Segmentation mask data:
☆ ☆ ☆
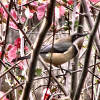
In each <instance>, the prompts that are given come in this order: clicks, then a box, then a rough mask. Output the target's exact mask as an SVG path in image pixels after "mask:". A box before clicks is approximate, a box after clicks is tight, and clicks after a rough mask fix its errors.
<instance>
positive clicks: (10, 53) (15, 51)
mask: <svg viewBox="0 0 100 100" xmlns="http://www.w3.org/2000/svg"><path fill="white" fill-rule="evenodd" d="M16 52H17V47H16V46H13V47H12V48H11V49H10V50H9V51H8V61H9V62H12V60H13V59H15V58H16V57H17V54H16Z"/></svg>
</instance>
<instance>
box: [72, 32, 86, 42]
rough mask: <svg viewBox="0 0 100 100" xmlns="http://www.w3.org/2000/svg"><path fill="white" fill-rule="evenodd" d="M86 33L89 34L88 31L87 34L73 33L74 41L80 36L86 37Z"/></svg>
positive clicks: (80, 33)
mask: <svg viewBox="0 0 100 100" xmlns="http://www.w3.org/2000/svg"><path fill="white" fill-rule="evenodd" d="M86 35H87V33H86V34H81V33H76V34H73V35H71V38H72V42H74V41H75V40H76V39H78V38H80V37H84V36H86Z"/></svg>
☆ ☆ ☆
* Your assignment
Exclude the pictures and reproduce every entry exactly.

* Answer to the exercise
In each <instance>, the prompts that are given come in this order: clicks, then a box, then a rough mask. Output the target's exact mask as an SVG path in image pixels after "mask:". A box before clicks is approximate, a box after clicks is tight, and clicks after a rough mask fix its errors.
<instance>
positive clicks: (10, 53) (15, 51)
mask: <svg viewBox="0 0 100 100" xmlns="http://www.w3.org/2000/svg"><path fill="white" fill-rule="evenodd" d="M16 52H17V47H16V46H13V47H12V48H11V49H10V50H9V51H8V61H9V62H12V60H13V59H15V58H16V57H17V54H16Z"/></svg>
</instance>
<instance>
box: [72, 32, 86, 42]
rough mask: <svg viewBox="0 0 100 100" xmlns="http://www.w3.org/2000/svg"><path fill="white" fill-rule="evenodd" d="M86 33L89 34L88 31L87 34L73 33L74 41L80 36L86 37Z"/></svg>
positive clicks: (80, 33)
mask: <svg viewBox="0 0 100 100" xmlns="http://www.w3.org/2000/svg"><path fill="white" fill-rule="evenodd" d="M86 35H87V33H86V34H81V33H76V34H73V35H71V38H72V42H74V41H75V40H76V39H78V38H80V37H84V36H86Z"/></svg>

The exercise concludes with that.